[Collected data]
============================================================
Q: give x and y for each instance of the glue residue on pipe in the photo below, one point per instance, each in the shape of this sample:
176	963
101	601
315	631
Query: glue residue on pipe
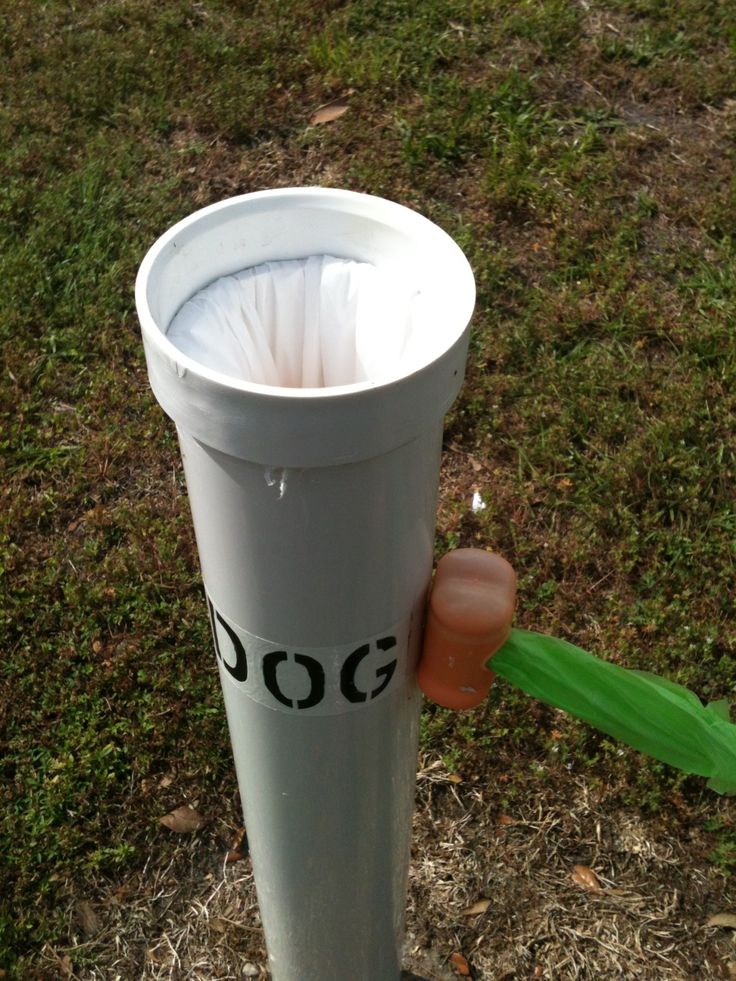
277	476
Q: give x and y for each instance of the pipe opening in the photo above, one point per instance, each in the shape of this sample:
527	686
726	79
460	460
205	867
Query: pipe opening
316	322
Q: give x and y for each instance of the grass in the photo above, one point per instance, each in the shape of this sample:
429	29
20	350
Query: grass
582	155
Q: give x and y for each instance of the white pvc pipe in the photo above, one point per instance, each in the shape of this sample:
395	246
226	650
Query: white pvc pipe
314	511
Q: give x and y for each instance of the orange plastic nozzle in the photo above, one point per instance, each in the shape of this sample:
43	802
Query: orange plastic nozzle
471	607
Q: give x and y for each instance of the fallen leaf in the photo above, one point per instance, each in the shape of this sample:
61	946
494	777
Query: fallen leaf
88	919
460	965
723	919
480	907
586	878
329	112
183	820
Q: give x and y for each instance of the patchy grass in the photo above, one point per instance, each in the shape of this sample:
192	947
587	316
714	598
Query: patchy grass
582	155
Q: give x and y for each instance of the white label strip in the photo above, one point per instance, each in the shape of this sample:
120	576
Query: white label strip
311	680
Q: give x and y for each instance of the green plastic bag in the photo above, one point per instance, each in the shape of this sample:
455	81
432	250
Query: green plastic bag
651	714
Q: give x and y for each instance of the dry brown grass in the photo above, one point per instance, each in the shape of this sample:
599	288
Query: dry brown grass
============================================================
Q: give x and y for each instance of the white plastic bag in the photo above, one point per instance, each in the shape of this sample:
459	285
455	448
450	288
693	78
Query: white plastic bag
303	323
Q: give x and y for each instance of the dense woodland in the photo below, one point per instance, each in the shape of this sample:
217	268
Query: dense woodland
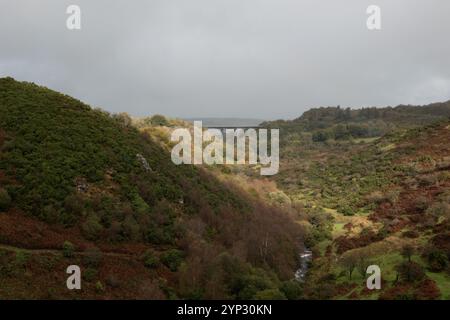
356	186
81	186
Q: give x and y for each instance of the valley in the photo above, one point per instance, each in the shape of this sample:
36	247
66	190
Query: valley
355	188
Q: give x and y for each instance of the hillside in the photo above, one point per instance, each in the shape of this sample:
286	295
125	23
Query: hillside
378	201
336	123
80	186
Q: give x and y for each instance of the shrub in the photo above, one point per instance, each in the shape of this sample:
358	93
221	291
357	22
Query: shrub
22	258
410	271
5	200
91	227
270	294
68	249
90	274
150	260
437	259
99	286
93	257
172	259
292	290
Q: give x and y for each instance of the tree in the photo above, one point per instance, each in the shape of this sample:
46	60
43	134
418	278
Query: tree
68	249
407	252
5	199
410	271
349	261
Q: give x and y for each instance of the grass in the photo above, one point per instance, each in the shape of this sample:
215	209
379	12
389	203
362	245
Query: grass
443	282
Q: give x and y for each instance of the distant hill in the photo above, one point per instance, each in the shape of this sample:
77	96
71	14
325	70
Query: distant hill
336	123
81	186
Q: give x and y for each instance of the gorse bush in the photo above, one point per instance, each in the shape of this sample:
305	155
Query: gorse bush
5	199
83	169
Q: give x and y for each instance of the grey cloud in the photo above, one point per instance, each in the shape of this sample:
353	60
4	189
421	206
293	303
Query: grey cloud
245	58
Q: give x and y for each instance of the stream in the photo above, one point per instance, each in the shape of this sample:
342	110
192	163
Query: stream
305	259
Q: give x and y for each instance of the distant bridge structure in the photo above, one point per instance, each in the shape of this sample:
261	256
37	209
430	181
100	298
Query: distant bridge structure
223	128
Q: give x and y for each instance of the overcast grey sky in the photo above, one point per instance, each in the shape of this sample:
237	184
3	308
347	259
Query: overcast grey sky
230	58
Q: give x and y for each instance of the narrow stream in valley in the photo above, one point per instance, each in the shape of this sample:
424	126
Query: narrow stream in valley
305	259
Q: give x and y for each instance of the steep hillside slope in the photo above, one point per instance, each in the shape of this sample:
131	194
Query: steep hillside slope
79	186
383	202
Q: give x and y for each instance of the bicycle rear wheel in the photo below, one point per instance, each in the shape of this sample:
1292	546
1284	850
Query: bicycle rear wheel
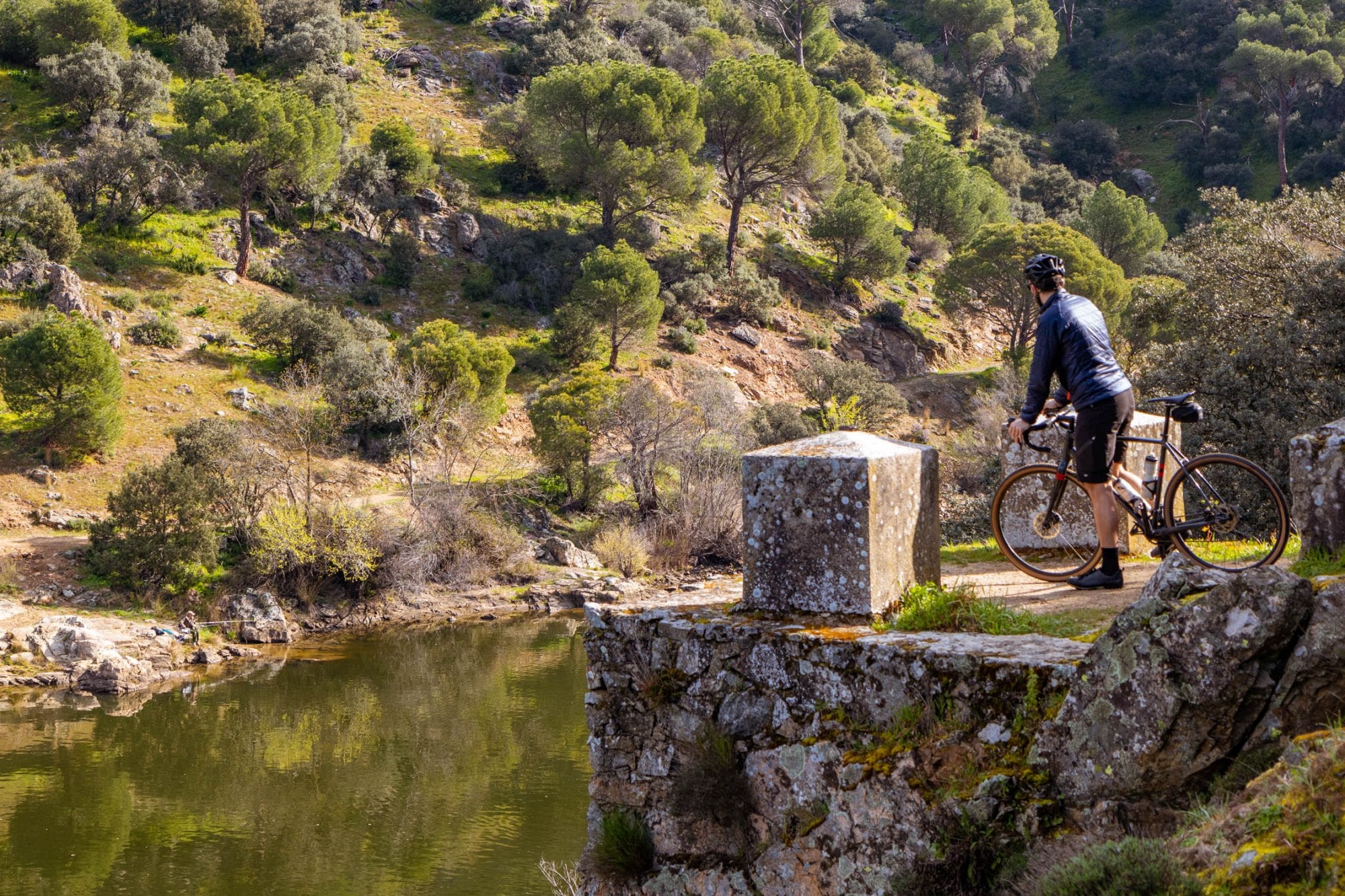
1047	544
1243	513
============================================================
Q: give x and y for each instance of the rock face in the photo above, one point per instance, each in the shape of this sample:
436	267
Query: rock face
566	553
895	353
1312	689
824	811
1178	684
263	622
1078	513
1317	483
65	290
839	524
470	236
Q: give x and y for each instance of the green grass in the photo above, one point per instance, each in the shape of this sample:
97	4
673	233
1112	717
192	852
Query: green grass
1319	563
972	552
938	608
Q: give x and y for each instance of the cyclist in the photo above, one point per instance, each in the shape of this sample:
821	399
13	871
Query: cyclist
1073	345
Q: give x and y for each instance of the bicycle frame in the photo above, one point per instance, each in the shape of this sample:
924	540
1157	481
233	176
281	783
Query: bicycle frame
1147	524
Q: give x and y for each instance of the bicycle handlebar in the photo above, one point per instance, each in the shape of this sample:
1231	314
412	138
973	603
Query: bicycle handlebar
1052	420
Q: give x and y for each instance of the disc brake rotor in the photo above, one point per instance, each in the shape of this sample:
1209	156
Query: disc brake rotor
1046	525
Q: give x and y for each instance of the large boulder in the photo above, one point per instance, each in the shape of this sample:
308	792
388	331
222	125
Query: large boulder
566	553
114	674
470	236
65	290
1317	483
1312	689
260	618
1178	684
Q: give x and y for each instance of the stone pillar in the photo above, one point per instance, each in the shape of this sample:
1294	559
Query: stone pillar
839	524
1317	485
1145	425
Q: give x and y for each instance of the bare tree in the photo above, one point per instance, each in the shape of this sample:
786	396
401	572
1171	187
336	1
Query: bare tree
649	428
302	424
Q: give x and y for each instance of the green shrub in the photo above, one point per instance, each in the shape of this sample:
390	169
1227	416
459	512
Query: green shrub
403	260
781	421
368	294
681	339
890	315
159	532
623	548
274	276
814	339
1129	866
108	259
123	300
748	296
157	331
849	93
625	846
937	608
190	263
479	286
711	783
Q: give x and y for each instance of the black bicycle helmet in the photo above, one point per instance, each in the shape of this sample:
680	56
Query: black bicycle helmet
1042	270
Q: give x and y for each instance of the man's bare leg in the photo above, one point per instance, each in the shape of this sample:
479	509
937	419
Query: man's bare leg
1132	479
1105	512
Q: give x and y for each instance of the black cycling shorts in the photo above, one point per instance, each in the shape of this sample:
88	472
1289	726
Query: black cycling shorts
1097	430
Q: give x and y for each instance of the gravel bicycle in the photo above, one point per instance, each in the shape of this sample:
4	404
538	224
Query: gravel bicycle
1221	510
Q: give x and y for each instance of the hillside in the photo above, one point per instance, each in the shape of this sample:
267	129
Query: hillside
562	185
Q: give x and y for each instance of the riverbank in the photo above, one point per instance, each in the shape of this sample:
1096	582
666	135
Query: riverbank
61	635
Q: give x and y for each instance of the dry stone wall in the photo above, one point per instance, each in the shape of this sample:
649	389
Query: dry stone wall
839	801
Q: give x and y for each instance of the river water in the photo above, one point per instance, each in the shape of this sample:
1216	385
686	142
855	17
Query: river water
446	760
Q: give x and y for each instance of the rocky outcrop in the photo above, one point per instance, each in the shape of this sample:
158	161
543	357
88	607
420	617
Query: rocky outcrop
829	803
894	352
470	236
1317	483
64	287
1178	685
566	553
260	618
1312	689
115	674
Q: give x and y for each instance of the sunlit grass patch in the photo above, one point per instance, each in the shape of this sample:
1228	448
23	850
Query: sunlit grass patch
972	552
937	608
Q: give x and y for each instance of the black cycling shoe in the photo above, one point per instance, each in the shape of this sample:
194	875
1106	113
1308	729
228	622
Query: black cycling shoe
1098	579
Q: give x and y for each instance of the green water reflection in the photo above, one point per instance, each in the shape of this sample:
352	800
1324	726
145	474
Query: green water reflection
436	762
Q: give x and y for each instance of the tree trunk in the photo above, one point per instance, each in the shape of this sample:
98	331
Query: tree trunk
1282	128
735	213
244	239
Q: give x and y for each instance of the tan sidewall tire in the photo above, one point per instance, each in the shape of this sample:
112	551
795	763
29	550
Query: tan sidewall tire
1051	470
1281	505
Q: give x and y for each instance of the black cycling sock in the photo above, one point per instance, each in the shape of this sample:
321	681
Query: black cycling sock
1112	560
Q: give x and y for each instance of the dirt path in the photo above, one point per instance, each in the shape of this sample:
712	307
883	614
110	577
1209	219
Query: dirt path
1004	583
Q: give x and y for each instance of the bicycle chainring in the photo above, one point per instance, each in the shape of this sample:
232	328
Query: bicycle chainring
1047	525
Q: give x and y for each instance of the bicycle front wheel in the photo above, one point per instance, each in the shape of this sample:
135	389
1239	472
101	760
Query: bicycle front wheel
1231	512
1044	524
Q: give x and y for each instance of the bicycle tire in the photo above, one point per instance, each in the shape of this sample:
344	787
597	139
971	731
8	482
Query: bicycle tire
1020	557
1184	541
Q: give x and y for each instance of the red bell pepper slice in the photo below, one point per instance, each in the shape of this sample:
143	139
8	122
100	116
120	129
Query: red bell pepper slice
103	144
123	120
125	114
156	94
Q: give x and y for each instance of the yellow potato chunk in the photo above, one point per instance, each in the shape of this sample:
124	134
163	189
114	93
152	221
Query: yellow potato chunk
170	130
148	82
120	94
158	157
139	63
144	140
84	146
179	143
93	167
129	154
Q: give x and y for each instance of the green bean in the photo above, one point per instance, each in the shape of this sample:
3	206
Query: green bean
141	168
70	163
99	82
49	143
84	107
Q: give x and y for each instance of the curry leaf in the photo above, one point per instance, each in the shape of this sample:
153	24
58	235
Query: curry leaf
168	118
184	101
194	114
============================================================
Your objective: Gather every line of the records that contains the string "structure", and note that case counts.

The answer:
Q: give x and y for each instance of the distant bridge structure in the photo above, one point per instance, each in the shape of this sample:
Query: distant bridge structure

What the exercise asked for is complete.